Aim:
Reproduce the text of each record below word for word, leaving out the pictures.

Information supplied:

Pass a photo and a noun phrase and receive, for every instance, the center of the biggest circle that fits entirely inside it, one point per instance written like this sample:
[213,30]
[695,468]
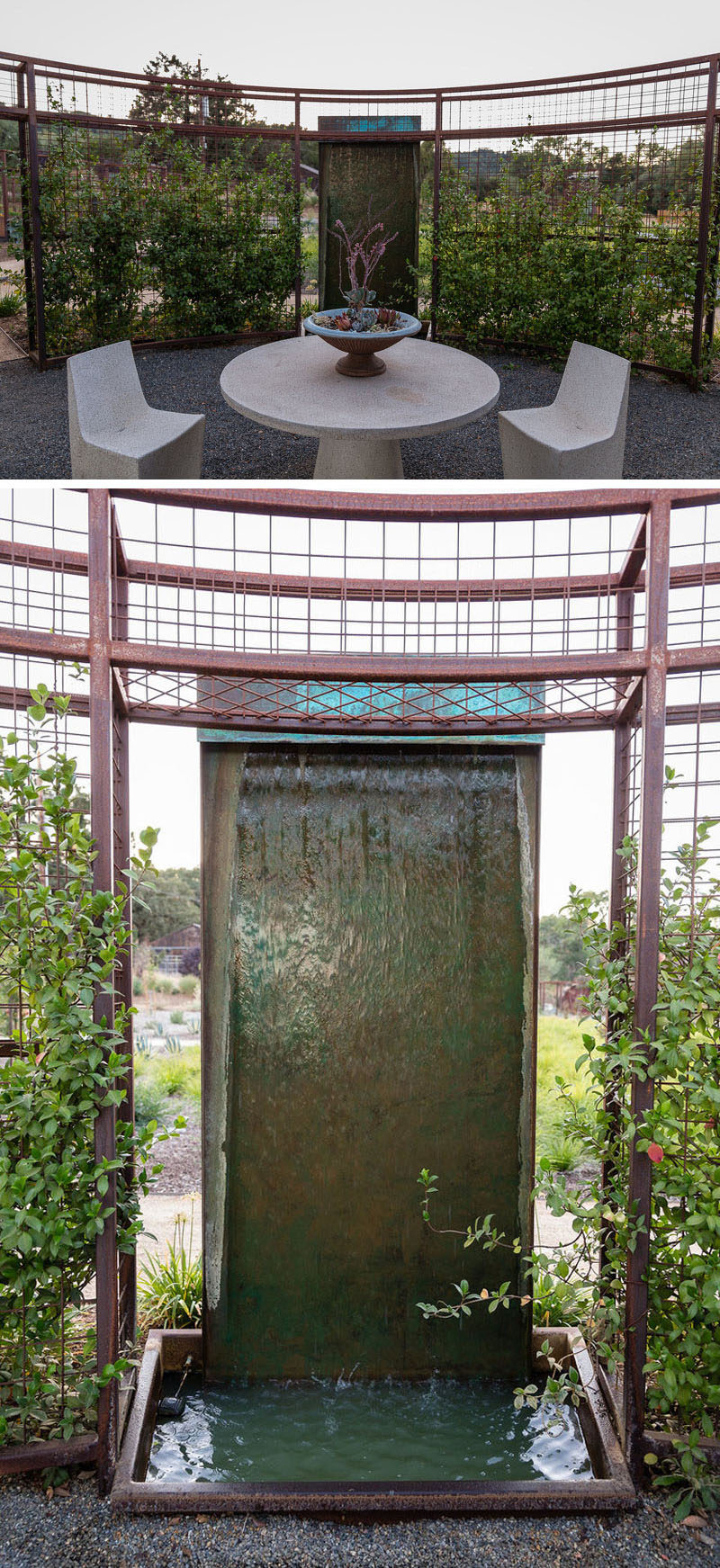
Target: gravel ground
[79,1531]
[671,432]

Written answer:
Pass a photo and a noun phrase and receive, for every instance, the center of the biggest circle that fits entirely inside it, one point per instance written like this sample:
[213,30]
[695,468]
Target: gravel ground
[79,1531]
[671,432]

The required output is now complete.